Stated problem>
Starting with the line that contains "Note to the class: locate the wooden" and going on through the line that contains "<point>80,518</point>", render those lines of the material below as a numbered list, leaving out any blank lines.

— START Record list —

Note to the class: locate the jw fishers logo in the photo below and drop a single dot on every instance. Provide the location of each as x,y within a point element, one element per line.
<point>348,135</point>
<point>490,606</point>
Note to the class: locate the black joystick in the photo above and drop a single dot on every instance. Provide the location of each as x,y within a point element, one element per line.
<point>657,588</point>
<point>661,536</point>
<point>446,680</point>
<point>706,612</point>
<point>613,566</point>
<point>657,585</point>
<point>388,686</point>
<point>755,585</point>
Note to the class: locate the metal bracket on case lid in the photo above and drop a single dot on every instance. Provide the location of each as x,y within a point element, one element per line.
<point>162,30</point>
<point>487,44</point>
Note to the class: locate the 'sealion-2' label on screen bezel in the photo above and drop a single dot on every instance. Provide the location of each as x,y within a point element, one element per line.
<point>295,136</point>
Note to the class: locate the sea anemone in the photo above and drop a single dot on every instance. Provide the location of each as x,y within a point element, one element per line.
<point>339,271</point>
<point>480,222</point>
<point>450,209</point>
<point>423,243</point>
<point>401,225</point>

— END Record list —
— START Record list —

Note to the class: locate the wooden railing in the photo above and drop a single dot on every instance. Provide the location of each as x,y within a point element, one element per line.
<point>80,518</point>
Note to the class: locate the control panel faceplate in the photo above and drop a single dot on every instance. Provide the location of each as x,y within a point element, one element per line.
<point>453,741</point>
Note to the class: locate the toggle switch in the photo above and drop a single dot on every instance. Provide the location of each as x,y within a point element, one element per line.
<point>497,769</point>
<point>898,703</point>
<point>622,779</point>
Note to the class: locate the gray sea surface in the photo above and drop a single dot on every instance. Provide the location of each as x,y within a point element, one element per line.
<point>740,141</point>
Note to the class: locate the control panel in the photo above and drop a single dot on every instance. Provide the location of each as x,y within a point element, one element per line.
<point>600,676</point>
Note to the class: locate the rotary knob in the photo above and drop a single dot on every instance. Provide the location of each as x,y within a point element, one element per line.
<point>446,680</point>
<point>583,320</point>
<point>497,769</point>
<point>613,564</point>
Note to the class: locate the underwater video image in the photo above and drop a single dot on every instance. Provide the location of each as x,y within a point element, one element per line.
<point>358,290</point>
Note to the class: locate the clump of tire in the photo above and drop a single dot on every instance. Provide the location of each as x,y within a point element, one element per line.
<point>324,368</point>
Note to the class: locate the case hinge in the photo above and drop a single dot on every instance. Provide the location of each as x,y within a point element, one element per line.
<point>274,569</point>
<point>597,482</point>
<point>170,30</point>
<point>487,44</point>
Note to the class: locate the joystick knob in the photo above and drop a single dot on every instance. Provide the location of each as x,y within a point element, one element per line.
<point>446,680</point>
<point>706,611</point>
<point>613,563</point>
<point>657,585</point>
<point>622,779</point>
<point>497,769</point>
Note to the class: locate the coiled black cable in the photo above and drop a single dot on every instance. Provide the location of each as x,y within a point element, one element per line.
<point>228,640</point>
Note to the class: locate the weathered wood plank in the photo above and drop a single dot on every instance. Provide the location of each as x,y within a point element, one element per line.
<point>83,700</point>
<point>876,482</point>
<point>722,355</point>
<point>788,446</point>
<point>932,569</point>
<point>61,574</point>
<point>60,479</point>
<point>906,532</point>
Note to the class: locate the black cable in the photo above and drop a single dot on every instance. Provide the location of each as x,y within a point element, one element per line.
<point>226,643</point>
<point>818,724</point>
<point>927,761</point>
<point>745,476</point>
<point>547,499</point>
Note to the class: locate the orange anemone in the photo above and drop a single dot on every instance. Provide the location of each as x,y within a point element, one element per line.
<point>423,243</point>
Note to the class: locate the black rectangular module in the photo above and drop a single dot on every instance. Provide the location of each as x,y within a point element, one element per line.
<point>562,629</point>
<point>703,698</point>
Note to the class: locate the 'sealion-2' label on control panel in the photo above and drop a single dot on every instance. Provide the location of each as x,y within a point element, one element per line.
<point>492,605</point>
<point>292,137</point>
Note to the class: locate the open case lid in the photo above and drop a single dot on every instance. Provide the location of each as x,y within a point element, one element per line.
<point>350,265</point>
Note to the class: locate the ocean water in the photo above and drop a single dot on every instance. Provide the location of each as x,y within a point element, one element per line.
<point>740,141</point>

— END Record list —
— START Record list —

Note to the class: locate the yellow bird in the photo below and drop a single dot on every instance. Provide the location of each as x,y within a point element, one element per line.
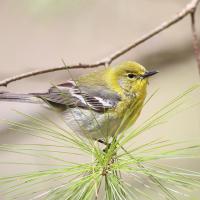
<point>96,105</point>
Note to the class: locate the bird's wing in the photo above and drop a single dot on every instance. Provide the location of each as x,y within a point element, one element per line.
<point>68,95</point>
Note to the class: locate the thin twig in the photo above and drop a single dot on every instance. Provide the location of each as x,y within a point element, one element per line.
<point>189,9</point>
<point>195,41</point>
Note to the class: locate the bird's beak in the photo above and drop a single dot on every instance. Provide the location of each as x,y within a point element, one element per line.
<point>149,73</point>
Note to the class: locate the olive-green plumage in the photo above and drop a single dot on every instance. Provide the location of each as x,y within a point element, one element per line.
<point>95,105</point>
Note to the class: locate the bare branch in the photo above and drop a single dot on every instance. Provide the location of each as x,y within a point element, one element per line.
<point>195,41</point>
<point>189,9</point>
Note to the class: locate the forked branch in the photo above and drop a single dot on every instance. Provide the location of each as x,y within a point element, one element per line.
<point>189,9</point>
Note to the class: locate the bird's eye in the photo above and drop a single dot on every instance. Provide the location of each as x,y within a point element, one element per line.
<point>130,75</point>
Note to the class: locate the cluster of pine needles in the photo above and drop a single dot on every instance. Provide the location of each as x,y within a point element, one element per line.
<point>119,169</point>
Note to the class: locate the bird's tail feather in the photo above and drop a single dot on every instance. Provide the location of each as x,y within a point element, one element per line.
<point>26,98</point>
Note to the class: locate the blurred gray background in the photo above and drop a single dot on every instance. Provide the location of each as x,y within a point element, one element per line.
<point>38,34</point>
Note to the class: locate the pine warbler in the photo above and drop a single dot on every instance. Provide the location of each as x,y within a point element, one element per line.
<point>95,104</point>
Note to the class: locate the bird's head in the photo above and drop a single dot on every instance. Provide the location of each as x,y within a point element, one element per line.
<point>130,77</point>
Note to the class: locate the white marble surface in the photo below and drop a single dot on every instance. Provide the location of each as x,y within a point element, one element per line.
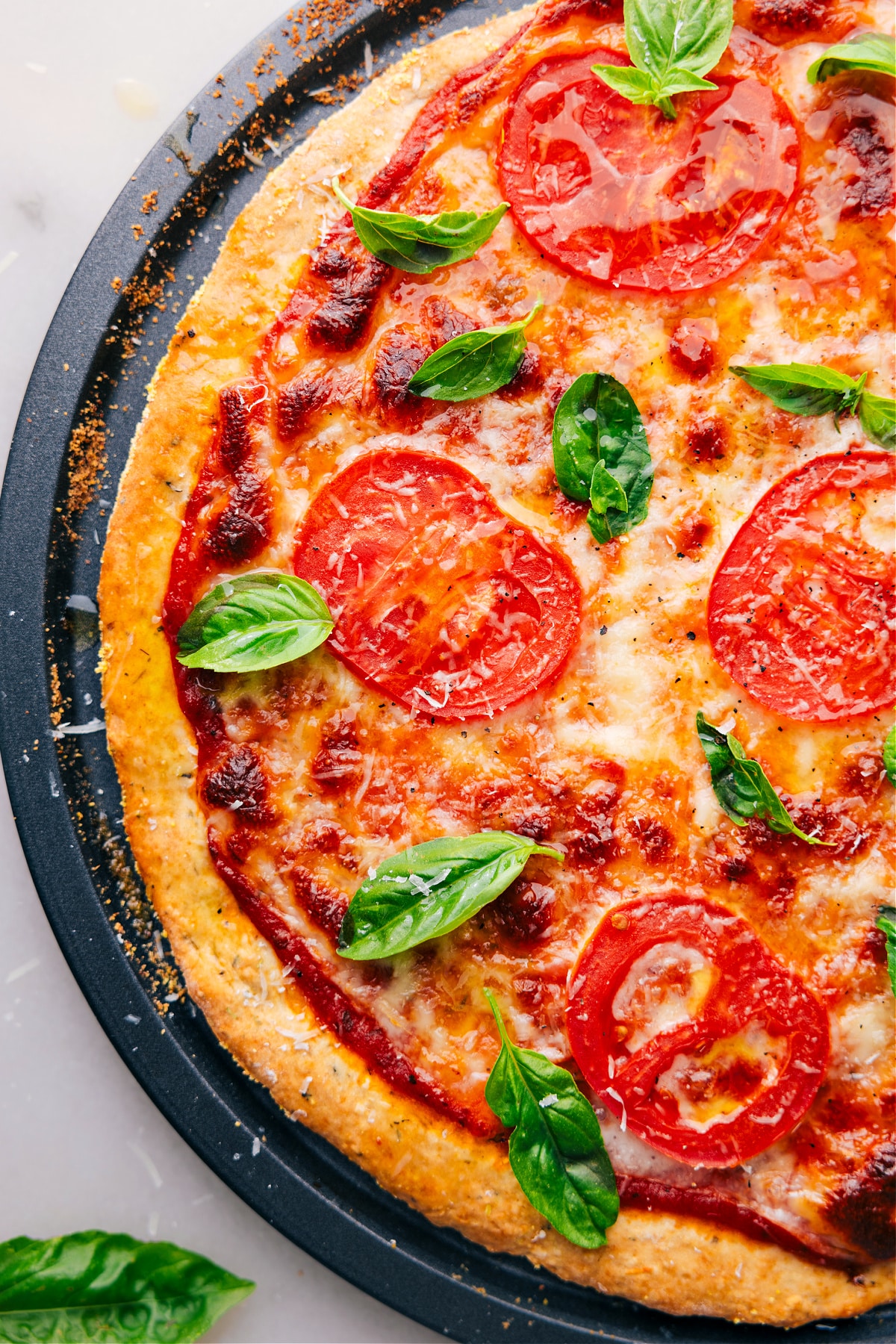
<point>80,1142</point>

— END Record list —

Reply>
1. Note to the class: locate the wooden railing in the photo above and drop a single dot on every instance. Provide the location of each as x,y within a point element, one element per line.
2. <point>80,518</point>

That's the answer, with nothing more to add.